* _Given data_
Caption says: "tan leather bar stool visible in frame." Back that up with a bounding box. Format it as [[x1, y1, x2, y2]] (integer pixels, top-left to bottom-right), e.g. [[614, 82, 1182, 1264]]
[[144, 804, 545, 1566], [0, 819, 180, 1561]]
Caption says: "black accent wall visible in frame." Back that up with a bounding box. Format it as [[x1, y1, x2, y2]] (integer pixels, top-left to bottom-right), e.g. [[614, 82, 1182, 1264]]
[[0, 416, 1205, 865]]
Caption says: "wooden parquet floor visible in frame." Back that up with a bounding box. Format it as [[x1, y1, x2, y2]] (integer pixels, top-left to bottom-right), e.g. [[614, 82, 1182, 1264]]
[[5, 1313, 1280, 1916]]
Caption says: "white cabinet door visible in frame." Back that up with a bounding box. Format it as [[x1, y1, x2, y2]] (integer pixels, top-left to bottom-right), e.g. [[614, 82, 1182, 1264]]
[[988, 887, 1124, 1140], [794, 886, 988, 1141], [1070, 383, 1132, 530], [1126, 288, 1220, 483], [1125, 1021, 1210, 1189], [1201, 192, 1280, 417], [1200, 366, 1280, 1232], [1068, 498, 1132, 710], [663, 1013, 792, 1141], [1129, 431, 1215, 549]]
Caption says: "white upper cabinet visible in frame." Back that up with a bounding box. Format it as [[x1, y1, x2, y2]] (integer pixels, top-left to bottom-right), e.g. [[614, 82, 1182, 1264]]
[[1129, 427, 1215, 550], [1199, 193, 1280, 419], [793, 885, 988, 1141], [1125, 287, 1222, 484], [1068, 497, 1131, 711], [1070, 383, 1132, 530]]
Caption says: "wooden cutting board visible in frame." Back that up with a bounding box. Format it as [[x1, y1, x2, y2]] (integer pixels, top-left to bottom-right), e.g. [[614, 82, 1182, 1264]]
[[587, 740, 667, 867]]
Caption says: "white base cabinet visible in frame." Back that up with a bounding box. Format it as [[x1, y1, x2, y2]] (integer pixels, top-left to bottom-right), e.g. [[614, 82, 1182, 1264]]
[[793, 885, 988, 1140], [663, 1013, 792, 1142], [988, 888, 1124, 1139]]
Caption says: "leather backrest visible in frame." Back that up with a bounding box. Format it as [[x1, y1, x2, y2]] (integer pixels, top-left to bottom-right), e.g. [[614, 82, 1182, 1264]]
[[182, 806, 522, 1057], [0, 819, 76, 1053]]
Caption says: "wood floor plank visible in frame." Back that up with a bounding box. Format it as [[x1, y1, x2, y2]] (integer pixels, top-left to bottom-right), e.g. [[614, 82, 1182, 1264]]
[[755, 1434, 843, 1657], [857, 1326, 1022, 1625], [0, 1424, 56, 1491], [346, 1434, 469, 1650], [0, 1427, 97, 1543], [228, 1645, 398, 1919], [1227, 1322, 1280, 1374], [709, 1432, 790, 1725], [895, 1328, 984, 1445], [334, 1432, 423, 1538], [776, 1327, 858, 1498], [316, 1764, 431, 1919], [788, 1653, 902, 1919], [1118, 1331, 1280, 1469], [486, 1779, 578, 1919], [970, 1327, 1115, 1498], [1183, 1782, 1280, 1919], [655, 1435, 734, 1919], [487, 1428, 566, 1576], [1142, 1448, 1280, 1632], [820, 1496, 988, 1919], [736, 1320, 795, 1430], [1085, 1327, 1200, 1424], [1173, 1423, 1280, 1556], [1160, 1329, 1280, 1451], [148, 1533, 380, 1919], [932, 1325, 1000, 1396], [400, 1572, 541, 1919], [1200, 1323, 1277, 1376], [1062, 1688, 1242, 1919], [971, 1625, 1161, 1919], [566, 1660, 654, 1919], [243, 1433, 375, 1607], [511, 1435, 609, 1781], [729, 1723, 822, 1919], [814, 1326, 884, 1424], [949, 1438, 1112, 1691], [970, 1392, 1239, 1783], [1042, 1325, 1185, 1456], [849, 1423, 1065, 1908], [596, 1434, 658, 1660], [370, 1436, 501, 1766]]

* _Problem statement_
Copy the listing exactly as it stands.

* _Written response_
Caption says: "tan leather bar stool visible in frame." Back that up with a bounding box. Format it as [[x1, y1, x2, y2]] (integer pixels, top-left to bottom-right), e.g. [[614, 82, 1182, 1264]]
[[144, 804, 545, 1566], [0, 819, 180, 1561]]
Caption says: "black accent wall visible in frame." Back that up with a bounding box. Format it as [[x1, y1, x2, y2]] (integer pixels, top-left to bottom-right), e.g. [[614, 82, 1182, 1264]]
[[0, 416, 1205, 865]]
Caption says: "wooden parquet floor visible in frame." Back that up with a bounding box. Format it as [[x1, y1, x2, y2]] (integer pixels, top-left to bottom-right), e.g. [[614, 82, 1182, 1264]]
[[5, 1313, 1280, 1916]]
Caption says: "white cabinet door visible in frame." Back that up with a bounding box. Format it as [[x1, y1, x2, y2]] (integer pixels, top-left to bottom-right), e.g. [[614, 82, 1182, 1264]]
[[988, 887, 1124, 1140], [794, 886, 988, 1141], [1070, 383, 1132, 530], [1126, 288, 1220, 483], [1125, 1021, 1210, 1189], [1201, 192, 1280, 417], [1200, 366, 1280, 1232], [1068, 498, 1132, 710], [663, 1013, 792, 1141], [1129, 431, 1215, 549]]
Caption says: "white upper cabinet visible in frame." Back that up with a bounding box. Format it as [[x1, y1, x2, y2]] (integer pixels, top-left to bottom-right), e.g. [[614, 82, 1182, 1264]]
[[1129, 427, 1215, 550], [1199, 193, 1280, 419], [793, 885, 988, 1141], [1125, 287, 1222, 484], [1068, 497, 1131, 711], [1070, 383, 1132, 530]]
Caption says: "wooden cutting board visible in frame." Back that up with a bounding box. Format it as [[x1, y1, x2, y2]] (integer pixels, top-left to bottom-right), e.g. [[614, 82, 1182, 1264]]
[[587, 740, 667, 867]]
Caption says: "white base cabinet visible in frame." Back that up with a bounding box. Format it as [[x1, y1, x2, y2]] (integer pixels, top-left to bottom-right), e.g. [[614, 82, 1182, 1264]]
[[793, 885, 988, 1140], [663, 1013, 792, 1142], [988, 888, 1124, 1139]]
Caption says: "leather backrest visible in frame." Back that up with a bounding box. Format it as [[x1, y1, x2, y2]] (integer pixels, top-left to bottom-right), e.g. [[614, 82, 1182, 1264]]
[[182, 806, 522, 1057], [0, 819, 76, 1053]]
Caption says: "wood floor plank visible in frame." Back that up with a bounding box. Format it as [[x1, y1, x2, y2]] (integer pixels, top-left to bottom-right), e.g. [[614, 82, 1182, 1264]]
[[755, 1434, 843, 1657], [857, 1326, 1022, 1625], [0, 1424, 56, 1491], [346, 1434, 469, 1650], [0, 1427, 97, 1543], [228, 1645, 398, 1919], [1227, 1322, 1280, 1374], [709, 1432, 790, 1725], [895, 1328, 984, 1445], [334, 1432, 423, 1538], [776, 1327, 858, 1498], [316, 1764, 431, 1919], [788, 1653, 902, 1919], [1118, 1331, 1280, 1469], [486, 1779, 578, 1919], [970, 1327, 1115, 1498], [1183, 1782, 1280, 1919], [655, 1435, 734, 1919], [487, 1428, 566, 1576], [1142, 1448, 1280, 1632], [820, 1496, 988, 1919], [736, 1320, 795, 1430], [1085, 1327, 1200, 1424], [1173, 1423, 1280, 1556], [1160, 1329, 1280, 1451], [148, 1533, 380, 1919], [932, 1325, 1000, 1396], [400, 1572, 541, 1919], [1200, 1323, 1277, 1376], [1062, 1688, 1242, 1919], [971, 1625, 1161, 1919], [566, 1660, 654, 1919], [243, 1433, 375, 1607], [511, 1435, 609, 1781], [729, 1723, 822, 1919], [814, 1326, 884, 1424], [949, 1438, 1112, 1691], [970, 1392, 1239, 1783], [1042, 1325, 1185, 1456], [849, 1423, 1065, 1908], [596, 1434, 658, 1660], [370, 1436, 501, 1766]]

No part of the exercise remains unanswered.